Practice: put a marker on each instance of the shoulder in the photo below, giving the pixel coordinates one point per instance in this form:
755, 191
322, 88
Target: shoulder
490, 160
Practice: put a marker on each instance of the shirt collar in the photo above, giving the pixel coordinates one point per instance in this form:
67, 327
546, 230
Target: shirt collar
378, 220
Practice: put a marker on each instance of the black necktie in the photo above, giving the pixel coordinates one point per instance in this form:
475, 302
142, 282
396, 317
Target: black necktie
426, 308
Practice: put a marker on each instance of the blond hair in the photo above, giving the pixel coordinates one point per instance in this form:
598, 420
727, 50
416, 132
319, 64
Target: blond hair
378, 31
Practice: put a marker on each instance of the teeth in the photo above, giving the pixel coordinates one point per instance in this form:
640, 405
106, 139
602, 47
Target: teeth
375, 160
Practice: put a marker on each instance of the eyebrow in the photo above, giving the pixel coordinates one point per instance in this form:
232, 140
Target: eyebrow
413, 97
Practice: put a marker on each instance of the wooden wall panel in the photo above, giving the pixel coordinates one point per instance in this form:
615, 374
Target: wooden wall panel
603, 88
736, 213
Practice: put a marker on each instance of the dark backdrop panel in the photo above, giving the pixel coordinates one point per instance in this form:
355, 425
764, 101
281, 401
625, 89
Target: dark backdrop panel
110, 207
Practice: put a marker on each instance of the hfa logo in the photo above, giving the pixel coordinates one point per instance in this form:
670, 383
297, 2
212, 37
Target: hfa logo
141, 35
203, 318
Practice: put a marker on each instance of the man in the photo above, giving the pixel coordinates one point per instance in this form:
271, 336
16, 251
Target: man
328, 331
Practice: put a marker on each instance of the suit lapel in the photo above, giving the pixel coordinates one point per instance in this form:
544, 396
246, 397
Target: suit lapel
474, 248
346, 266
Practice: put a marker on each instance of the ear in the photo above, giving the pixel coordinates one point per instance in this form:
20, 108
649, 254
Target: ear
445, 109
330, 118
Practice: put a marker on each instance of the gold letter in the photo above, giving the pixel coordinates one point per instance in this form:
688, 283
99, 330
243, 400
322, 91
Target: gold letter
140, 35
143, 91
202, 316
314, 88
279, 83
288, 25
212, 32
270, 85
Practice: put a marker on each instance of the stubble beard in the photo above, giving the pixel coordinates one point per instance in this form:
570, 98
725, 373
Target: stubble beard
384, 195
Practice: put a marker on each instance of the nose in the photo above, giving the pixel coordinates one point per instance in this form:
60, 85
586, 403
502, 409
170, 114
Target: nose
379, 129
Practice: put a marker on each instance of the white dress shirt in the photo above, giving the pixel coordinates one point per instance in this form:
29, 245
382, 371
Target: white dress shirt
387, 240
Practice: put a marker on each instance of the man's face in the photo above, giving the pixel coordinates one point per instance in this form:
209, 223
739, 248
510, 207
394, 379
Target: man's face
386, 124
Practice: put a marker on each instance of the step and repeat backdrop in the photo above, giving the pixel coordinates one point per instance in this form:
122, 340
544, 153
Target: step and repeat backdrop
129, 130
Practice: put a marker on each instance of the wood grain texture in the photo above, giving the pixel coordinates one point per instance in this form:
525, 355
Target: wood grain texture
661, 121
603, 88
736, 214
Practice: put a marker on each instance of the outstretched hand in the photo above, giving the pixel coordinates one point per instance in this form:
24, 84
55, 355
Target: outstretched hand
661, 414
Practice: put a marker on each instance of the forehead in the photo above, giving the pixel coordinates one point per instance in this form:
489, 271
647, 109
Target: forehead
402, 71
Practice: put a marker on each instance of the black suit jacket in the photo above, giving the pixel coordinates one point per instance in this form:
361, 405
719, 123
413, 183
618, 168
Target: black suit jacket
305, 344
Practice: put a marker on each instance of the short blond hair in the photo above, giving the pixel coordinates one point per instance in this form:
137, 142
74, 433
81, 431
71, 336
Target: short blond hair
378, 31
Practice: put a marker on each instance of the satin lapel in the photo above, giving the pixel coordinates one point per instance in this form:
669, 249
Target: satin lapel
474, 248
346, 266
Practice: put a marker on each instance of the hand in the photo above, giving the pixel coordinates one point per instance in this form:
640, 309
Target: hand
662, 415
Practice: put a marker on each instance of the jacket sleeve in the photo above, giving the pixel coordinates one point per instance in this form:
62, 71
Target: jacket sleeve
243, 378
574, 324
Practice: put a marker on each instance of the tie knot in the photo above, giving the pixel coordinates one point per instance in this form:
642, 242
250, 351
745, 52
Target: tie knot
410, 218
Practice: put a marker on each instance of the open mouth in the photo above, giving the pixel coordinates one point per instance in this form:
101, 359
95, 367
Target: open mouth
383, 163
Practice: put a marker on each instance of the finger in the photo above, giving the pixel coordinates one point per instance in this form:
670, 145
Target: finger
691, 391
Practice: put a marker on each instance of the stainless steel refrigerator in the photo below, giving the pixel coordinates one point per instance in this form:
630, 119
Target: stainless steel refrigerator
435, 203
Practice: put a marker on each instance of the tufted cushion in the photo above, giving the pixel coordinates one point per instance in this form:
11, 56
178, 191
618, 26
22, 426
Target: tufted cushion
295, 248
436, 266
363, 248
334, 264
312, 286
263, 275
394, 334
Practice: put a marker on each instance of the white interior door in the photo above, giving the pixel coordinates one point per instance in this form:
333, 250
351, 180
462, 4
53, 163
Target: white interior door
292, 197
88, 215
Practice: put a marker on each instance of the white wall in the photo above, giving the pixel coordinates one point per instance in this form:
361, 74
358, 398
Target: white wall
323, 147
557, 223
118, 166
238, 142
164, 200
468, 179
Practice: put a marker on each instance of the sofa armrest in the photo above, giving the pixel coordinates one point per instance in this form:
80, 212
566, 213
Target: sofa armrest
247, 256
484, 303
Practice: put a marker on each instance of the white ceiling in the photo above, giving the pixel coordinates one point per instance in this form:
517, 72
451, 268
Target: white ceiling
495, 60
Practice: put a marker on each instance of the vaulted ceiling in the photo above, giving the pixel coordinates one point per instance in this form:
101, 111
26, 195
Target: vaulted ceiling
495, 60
• • • • •
Type the records again in full, matching them exactly.

Practice: put a marker on each instance of the shoulder in the photo below, giving the pixel coordinates one point per instance in this form:
755, 191
322, 88
Target: shoulder
490, 160
Practice: put a marker on each instance of the shirt collar in the photo above, giving the pixel coordinates one point per instance in this form:
67, 327
546, 230
Target: shirt collar
378, 220
Practice: put a marker on each instance of the black necktie in the photo above, giving the pixel coordinates one point per instance in this form:
475, 302
142, 282
396, 317
Target: black necktie
426, 308
Practice: put a marker on each instance of the blond hair in the photo above, giving the pixel coordinates one point per instance in this form:
598, 420
727, 50
416, 132
319, 64
Target: blond hair
378, 31
Practice: put a marker on each instance of the teeth in the photo above, giving the pixel coordinates one point per instance in this form:
640, 405
106, 139
602, 47
Target: teeth
375, 160
Practice: put a marker on each instance of the eyebrow in the photo above, giving the pixel coordinates one point per instance in this form:
232, 140
Target: eyebrow
413, 97
Practice: put a marker on each instance of the wooden wall panel in the photo above, giving the pixel coordinates one point per instance in this form:
615, 374
Target: wooden wall panel
603, 88
736, 213
Practice: put a marker on each instance of the dark backdrop panel in the photo above, giving the pixel coordinates one point per instance in this form:
355, 425
764, 101
281, 401
625, 89
Target: dark backdrop panel
110, 207
Practice: put a marker on each instance of the hfa logo in the photo above, giving the pixel coordinates one point per instance in this form:
670, 383
297, 2
212, 37
Target: hfa logo
141, 35
203, 318
Practice: put a marker on each instance of the man in the photo above, giving the pixel coordinates one point per instance in this form:
271, 336
16, 251
Target: man
328, 331
Practice: put a marker on each instance of the suit lapel in the photo above, giving the pixel coordinates one point per instance in this form:
544, 396
246, 397
Target: suit lapel
474, 248
346, 266
Practice: put a marker on each instance of the ear in the photo above, giving the pixel coordinates one point per instance in this form:
20, 108
649, 254
Target: ear
445, 109
330, 118
Practice: put a marker on each instance of the gold letter in the photo above, giving the pixel coordinates one point per instance in this form:
688, 283
99, 330
243, 400
322, 91
Target: gold letter
140, 35
143, 91
202, 316
314, 88
279, 83
288, 25
212, 32
270, 85
Practice: put a marker on each instance of the stubble beard in the photo above, giving the pixel coordinates one point per instance in this form:
570, 98
725, 373
Target: stubble beard
384, 195
Practice: put a marker on each instance of the nose in the photo above, giving the pixel coordinates one point per instance in this form:
60, 85
586, 403
502, 409
170, 114
Target: nose
379, 129
Practice: put a marker on each instance of the white dress shirt in the photo above, giving the pixel coordinates one point per instance in this form:
29, 245
382, 371
Target: white dress shirt
387, 240
Practice: put a marker on each instance of the man's face in the photo above, giving the pixel coordinates one point per instance in this form:
209, 223
739, 248
510, 207
394, 379
Target: man's face
386, 124
Practice: put a marker on each instance of the step and repeat backdrop in the photo above, giving the pixel coordinates one point per instance in this form:
122, 340
544, 153
Target: step and repeat backdrop
129, 130
Practice: put a marker on each instance of the wood grain texture in the photo above, giving the pixel coordinates one point per instance in this form:
525, 355
Target: wood grain texture
661, 121
603, 88
736, 214
Practice: put a marker on each instance of the outstretched hand in the photo above, giving the pixel coordinates one point per instance in this form:
24, 84
55, 355
Target: outstretched hand
661, 414
Practice: put a marker on each instance of the forehead in the photo above, giving the pixel coordinates one point per instance in this form:
489, 271
647, 109
Target: forehead
402, 71
Practice: put a marker on each instance of the black suit jacket in the photo above, giving the pixel coordinates one point per instance in this form:
361, 405
719, 123
413, 183
618, 168
Target: black suit jacket
305, 344
Practice: put a marker on each instance of the short blond hair in the photo above, giving the pixel coordinates one point per instance in this form:
137, 142
74, 433
81, 431
71, 336
Target: short blond hair
378, 31
Practice: put a marker on each instance of the satin lapel in the photo above, giving the pixel coordinates one point per instance in this form:
669, 249
Target: satin lapel
474, 248
346, 266
Practice: put a marker on each instance of the hand in the photo above, giving the pixel coordinates one point per instance in this form:
640, 309
Target: hand
662, 415
Practice: put a marker on each instance of the jacket sleeve in the photo above, giving the pixel coordinates one point per instance in this form:
62, 71
Target: jacket sleeve
243, 378
574, 324
Practice: put a marker on each instance of the tie knot in the photo above, giving the pixel coordinates one point per instance in this form:
642, 242
250, 351
745, 52
Target: tie knot
410, 218
Practice: put a marker on each instance of the open mouth in the photo above, giving the pixel coordinates one point per instance in this form:
101, 359
95, 367
Target: open mouth
383, 163
Practice: put a marker on each instance of the finger in the photo above, giving the pixel coordinates one point per instance in this form:
670, 145
Target: finger
691, 391
Practice: put a marker on each instance of the stainless steel refrigerator in the photo below, giving the pixel coordinates one point per instance in this form:
630, 119
Target: stainless steel refrigerator
435, 203
Practice: put a marker on each instance of the tufted cushion in the photo above, giving the pixel coordinates one point per instance in this form:
11, 56
178, 191
618, 26
22, 426
Target: tufted cushion
295, 248
436, 266
363, 248
334, 264
312, 286
263, 275
394, 334
Practice: put a marker on each instance of the white interior door in the photo above, giving the pixel coordinates one point per instance in this form:
333, 250
351, 180
462, 4
53, 163
Target: white interior door
292, 197
88, 215
Practice: put a marker on each instance of the white wall in the photo above, giving the pixel coordinates one point per instance in this form:
361, 74
358, 398
Target: white wall
323, 147
557, 223
118, 166
238, 142
164, 200
468, 179
Practice: put a marker on each instance of the sofa armrest in the photo above, giving the pixel coordinates one point per instance in this form:
80, 212
566, 213
Target: sofa armrest
247, 256
484, 303
Practice: put a marker on each instance of the white ceiling in the photo above, giving the pixel coordinates one point per instance in this form:
517, 72
451, 268
Target: white ceiling
495, 60
Practice: put a marker on each instance of the vaulted ceiling in the photo above, giving the pixel coordinates one point per instance in this form:
101, 111
26, 195
Target: vaulted ceiling
495, 60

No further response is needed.